* **THE TASK**: Every line of the data is to be transcribed without error.

++++

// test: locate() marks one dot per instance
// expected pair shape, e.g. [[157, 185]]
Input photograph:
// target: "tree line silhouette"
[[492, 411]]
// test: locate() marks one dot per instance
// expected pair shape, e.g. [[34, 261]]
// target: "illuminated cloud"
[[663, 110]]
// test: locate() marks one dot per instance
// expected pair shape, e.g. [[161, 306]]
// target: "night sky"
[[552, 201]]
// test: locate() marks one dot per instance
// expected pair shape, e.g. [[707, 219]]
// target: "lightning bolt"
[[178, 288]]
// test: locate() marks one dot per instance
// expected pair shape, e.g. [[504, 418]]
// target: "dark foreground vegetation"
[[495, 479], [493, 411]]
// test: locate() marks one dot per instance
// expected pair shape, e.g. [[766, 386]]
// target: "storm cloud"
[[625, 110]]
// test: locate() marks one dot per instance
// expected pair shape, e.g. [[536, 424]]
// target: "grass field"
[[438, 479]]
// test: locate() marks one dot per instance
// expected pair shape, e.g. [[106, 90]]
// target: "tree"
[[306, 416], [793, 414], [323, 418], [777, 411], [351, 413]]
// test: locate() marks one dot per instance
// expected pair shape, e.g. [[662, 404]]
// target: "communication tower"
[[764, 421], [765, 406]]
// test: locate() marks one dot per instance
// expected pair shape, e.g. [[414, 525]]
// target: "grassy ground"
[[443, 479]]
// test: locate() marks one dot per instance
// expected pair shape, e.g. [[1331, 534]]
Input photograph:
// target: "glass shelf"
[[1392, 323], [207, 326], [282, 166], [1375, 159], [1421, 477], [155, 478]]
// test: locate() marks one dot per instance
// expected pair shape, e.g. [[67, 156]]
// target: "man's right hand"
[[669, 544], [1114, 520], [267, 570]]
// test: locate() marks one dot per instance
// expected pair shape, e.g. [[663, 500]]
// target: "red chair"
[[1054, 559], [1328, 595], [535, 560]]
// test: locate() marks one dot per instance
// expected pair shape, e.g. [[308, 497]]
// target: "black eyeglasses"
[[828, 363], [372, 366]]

++++

* **YOUR RESPONSE**:
// test: locate() marks one dot per instance
// expected pair shape, e.g. [[157, 185]]
Input photograph:
// target: "tree line silhouette"
[[492, 411]]
// test: locate() marks one dot per instance
// expected pair shape, e.g. [[34, 261]]
// target: "illuminated cloud"
[[663, 110]]
// test: locate() marks one dot per instance
// expected pair shape, e.g. [[161, 306]]
// target: "night sky"
[[552, 201]]
// test: locate() marks one dot per instance
// expected pair shape, e.g. [[707, 219]]
// target: "lightning bolt"
[[178, 288]]
// test: locate() marks one dot per instance
// expected pair shape, e.g. [[504, 418]]
// target: "dark foreground vegetation"
[[495, 479], [493, 411]]
// test: locate() marks one dot per instance
// expected pair shape, e.g. [[766, 386]]
// target: "storm cloud"
[[625, 110]]
// test: locate() marks one dot per instance
// expected pair shape, e.g. [[536, 424]]
// target: "grass field"
[[438, 479]]
// test: locate() marks one dot per instance
// expected pair shape, e.g. [[106, 90]]
// target: "tree"
[[306, 416], [793, 414], [323, 418], [777, 411], [351, 413]]
// test: locate() marks one dot per instance
// expected pair shape, e.g. [[662, 404]]
// target: "communication tower"
[[764, 421], [765, 406]]
// test: locate() marks one dot per instance
// expected pair shape, e.g. [[414, 525]]
// target: "grassy ground"
[[443, 479]]
// test: locate() marks one dot per instance
// expected pair shape, e.g. [[1331, 534]]
Input photograph:
// target: "glass shelf"
[[1392, 323], [207, 326], [282, 166], [1375, 159], [1421, 477], [155, 478]]
// test: locate() marks one dot per instance
// expected pair shape, e.g. [[67, 156]]
// target: "man's right hand"
[[669, 544], [1114, 520], [267, 570]]
// test: locate() marks one dot per instance
// expected pair shape, e.g. [[663, 500]]
// target: "red chair"
[[1054, 559], [1328, 595], [535, 560]]
// test: locate() marks one dot per instance
// expected pair shape, e.g. [[308, 497]]
// target: "black eyeglasses"
[[828, 363], [372, 366]]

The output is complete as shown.